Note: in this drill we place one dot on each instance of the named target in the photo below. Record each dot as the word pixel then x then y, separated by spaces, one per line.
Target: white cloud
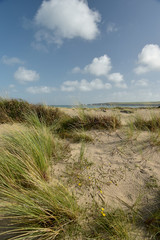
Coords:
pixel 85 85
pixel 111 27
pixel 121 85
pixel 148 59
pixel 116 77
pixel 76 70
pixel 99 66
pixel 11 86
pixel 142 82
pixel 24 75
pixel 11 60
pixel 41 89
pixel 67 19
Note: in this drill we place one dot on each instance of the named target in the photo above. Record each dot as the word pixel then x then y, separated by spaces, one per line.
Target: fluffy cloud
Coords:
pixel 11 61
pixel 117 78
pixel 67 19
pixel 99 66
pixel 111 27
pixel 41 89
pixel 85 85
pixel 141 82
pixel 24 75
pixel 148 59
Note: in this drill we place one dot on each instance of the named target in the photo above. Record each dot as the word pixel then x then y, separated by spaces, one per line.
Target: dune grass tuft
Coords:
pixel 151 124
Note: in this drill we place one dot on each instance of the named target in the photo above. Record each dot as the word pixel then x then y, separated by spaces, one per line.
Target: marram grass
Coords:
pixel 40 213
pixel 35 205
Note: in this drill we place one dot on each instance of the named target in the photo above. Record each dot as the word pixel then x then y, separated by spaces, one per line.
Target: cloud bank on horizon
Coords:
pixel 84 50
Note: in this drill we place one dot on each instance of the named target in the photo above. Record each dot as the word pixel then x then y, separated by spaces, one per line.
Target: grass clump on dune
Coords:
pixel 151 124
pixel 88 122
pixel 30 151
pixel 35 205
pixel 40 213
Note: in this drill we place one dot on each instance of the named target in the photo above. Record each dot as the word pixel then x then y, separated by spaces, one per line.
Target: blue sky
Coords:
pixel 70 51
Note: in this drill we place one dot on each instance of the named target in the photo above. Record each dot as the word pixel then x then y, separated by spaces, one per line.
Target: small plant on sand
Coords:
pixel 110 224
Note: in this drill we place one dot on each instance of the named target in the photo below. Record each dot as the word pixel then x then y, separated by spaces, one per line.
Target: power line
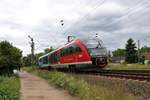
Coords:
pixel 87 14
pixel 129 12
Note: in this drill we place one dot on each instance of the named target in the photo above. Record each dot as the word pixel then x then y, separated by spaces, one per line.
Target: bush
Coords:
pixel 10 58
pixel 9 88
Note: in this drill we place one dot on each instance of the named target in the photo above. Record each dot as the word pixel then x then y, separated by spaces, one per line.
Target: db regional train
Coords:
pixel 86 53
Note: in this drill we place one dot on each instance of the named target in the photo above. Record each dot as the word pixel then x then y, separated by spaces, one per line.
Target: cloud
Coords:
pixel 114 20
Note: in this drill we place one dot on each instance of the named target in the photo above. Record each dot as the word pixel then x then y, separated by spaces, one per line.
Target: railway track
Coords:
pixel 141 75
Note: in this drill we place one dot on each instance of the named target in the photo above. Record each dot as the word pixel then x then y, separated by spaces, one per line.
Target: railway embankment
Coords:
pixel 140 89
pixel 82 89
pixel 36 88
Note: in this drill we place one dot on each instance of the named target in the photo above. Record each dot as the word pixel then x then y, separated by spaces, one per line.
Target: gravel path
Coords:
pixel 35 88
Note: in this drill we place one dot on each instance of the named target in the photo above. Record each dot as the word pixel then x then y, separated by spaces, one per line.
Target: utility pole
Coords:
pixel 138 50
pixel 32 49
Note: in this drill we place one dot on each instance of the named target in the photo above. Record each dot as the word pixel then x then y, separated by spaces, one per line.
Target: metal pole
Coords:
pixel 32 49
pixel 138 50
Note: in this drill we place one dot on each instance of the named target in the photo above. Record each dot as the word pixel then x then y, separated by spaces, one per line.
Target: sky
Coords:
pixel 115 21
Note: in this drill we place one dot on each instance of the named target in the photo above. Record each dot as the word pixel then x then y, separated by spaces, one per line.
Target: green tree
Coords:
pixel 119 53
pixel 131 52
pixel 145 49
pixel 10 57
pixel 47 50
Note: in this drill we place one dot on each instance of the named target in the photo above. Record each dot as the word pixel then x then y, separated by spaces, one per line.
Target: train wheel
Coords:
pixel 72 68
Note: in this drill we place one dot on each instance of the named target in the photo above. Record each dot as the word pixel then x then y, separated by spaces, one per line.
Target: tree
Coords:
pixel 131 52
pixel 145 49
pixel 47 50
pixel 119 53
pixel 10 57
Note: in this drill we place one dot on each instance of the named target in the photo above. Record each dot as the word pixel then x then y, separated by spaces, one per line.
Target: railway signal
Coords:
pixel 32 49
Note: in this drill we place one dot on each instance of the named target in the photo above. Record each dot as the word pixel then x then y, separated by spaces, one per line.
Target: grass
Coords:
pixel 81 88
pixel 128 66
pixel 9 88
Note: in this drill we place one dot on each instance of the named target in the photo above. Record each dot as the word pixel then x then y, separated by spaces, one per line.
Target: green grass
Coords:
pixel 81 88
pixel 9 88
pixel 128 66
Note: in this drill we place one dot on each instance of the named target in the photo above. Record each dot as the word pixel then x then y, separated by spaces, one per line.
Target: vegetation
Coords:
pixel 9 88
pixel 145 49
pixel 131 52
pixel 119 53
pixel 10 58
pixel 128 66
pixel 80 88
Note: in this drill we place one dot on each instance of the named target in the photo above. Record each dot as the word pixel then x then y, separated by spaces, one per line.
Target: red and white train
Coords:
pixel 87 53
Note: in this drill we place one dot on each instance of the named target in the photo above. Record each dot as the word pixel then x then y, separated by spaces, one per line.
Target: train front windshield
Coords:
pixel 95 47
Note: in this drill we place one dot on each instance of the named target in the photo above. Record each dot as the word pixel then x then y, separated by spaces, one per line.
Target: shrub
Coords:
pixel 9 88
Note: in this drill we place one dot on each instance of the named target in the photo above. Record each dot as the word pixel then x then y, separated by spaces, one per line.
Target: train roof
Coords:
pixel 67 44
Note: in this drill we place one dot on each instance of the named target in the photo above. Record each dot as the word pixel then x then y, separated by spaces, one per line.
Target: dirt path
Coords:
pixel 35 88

....

#### Request
Copy out each line exactly, without the pictures.

#### Solved exercise
Note: in this drill we place one dot on each instance of the named target in the photo below. Record each dot as the word pixel then x then y, separated by spaces, one per line.
Target: white cloud
Coords:
pixel 85 85
pixel 111 27
pixel 121 85
pixel 148 59
pixel 116 77
pixel 76 70
pixel 99 66
pixel 11 86
pixel 142 82
pixel 24 75
pixel 11 60
pixel 41 89
pixel 67 19
Note: in this drill we place one dot on each instance of the named target in the photo above. Record each dot as the word pixel then x then y, separated by spaces, one per line.
Target: fluffy cloud
Coords:
pixel 11 61
pixel 117 78
pixel 67 19
pixel 99 66
pixel 111 27
pixel 41 89
pixel 85 85
pixel 141 82
pixel 24 75
pixel 148 59
Note: in this drill we place one dot on each instance of the named target in the photo above. Record each dot as the word pixel then x then y, separated by spaces, one per line.
Target: dune grass tuft
Coords:
pixel 151 124
Note: in this drill we place one dot on each instance of the named target in the photo above. Record each dot as the word pixel then x then y, separated by spaces, one per line.
Target: marram grass
Coords:
pixel 40 213
pixel 35 205
Note: in this drill we place one dot on each instance of the named target in the photo above. Record each dot as the word pixel then x then y, separated by spaces, one per line.
Target: cloud bank on horizon
Coords:
pixel 84 50
Note: in this drill we place one dot on each instance of the named target in the photo above. Record each dot as the word pixel then x then y, separated by spaces, one per line.
Target: grass clump on dune
Coords:
pixel 151 124
pixel 88 122
pixel 30 151
pixel 35 205
pixel 40 213
Note: in this drill we place one dot on each instance of the named target in the photo above. Record each dot as the word pixel then x then y, separated by spaces, one per line.
Target: blue sky
Coords:
pixel 70 51
Note: in this drill we place one dot on each instance of the named target in the photo above. Record each dot as the word pixel then x then y, separated by spaces, one per line.
Target: small plant on sand
Coords:
pixel 110 224
Note: in this drill we place one dot on each instance of the named target in the photo below. Record each dot as the word pixel then x then y, separated by spaces, one per line.
Target: power line
Coords:
pixel 87 14
pixel 129 12
Note: in this drill we place one dot on each instance of the named target in the photo above. Record each dot as the word pixel then x then y, separated by spaces, one per line.
Target: bush
Coords:
pixel 10 58
pixel 9 88
Note: in this drill we place one dot on each instance of the named target in the photo above. Record each dot as the word pixel then x then y, separated by spaces, one per line.
Target: db regional train
Coords:
pixel 86 53
Note: in this drill we place one dot on each instance of the named target in the photo above. Record each dot as the word pixel then x then y, separated by spaces, one per line.
Target: cloud
Coords:
pixel 114 20
Note: in this drill we place one dot on each instance of the named target in the photo above. Record each dot as the word pixel then x then y, separated by spaces, one per line.
Target: railway track
Coords:
pixel 141 75
Note: in this drill we place one dot on each instance of the named target in the photo above. Record each dot as the word pixel then x then y, separated by spaces, one per line.
Target: railway embankment
Coords:
pixel 140 89
pixel 82 89
pixel 36 88
Note: in this drill we place one dot on each instance of the named target in the photo above. Record each dot as the word pixel then x then y, separated by spaces, one per line.
Target: gravel path
Coords:
pixel 35 88
Note: in this drill we place one dot on each instance of the named target in the photo above. Record each dot as the word pixel then x then y, separated by spaces, one per line.
Target: utility pole
Coords:
pixel 138 50
pixel 32 49
Note: in this drill we place one dot on each instance of the named target in the photo above. Record each dot as the word pixel then x then y, separated by spaces, one per line.
Target: metal pole
Coords:
pixel 32 49
pixel 138 50
Note: in this drill we place one dot on each instance of the named target in the photo above. Record each dot as the word pixel then x then y, separated by spaces, one per line.
Target: sky
Coords:
pixel 115 21
Note: in this drill we place one dot on each instance of the named target in the photo above. Record each dot as the word pixel then x then y, separated by spaces, one per line.
Target: green tree
Coords:
pixel 119 53
pixel 131 52
pixel 145 49
pixel 10 57
pixel 47 50
Note: in this drill we place one dot on each instance of the named target in the photo above. Record each dot as the word pixel then x then y, separated by spaces, one per line.
Target: train wheel
Coords:
pixel 72 68
Note: in this drill we place one dot on each instance of the named target in the photo above. Record each dot as the word pixel then x then y, separated by spaces, one per line.
Target: tree
Coords:
pixel 131 52
pixel 145 49
pixel 47 50
pixel 119 53
pixel 10 57
Note: in this drill we place one dot on each instance of the named target in the photo above. Record each dot as the word pixel then x then y, separated by spaces, one per line.
Target: railway signal
Coords:
pixel 32 49
Note: in this drill we place one dot on each instance of the named target in the photo above. Record each dot as the word pixel then x then y, separated by spaces, one per line.
Target: grass
Coords:
pixel 81 88
pixel 128 66
pixel 9 88
Note: in this drill we place one dot on each instance of the named target in the photo above. Record each dot as the word pixel then x then y, separated by spaces, one per line.
Target: green grass
Coords:
pixel 81 88
pixel 9 88
pixel 128 66
Note: in this drill we place one dot on each instance of the named target in the photo above. Record each dot as the word pixel then x then y, separated by spaces, one per line.
Target: vegetation
Coords:
pixel 9 88
pixel 145 49
pixel 131 52
pixel 119 53
pixel 10 58
pixel 128 66
pixel 80 88
Note: in this drill we place one dot on each instance of the named target in the photo above. Record each dot as the word pixel then x then y, separated by spaces, one per line.
Target: red and white train
Coords:
pixel 87 53
Note: in this drill we place one dot on each instance of the named target in the photo above. Record each dot as the word pixel then x then y, separated by spaces, one per line.
Target: train front windshield
Coords:
pixel 95 47
Note: in this drill we place one dot on each instance of the named target in the photo above. Record each dot as the word pixel then x then y, separated by spaces, one per line.
Target: shrub
Coords:
pixel 9 88
Note: in this drill we place one dot on each instance of the named target in the photo above. Record each dot as the word pixel then x then y, separated by spaces, one per line.
Target: train roof
Coords:
pixel 67 44
Note: in this drill we place one dot on each instance of the named target in the photo above. Record each dot as the word pixel then x then y, separated by spaces, one per line.
Target: dirt path
Coords:
pixel 35 88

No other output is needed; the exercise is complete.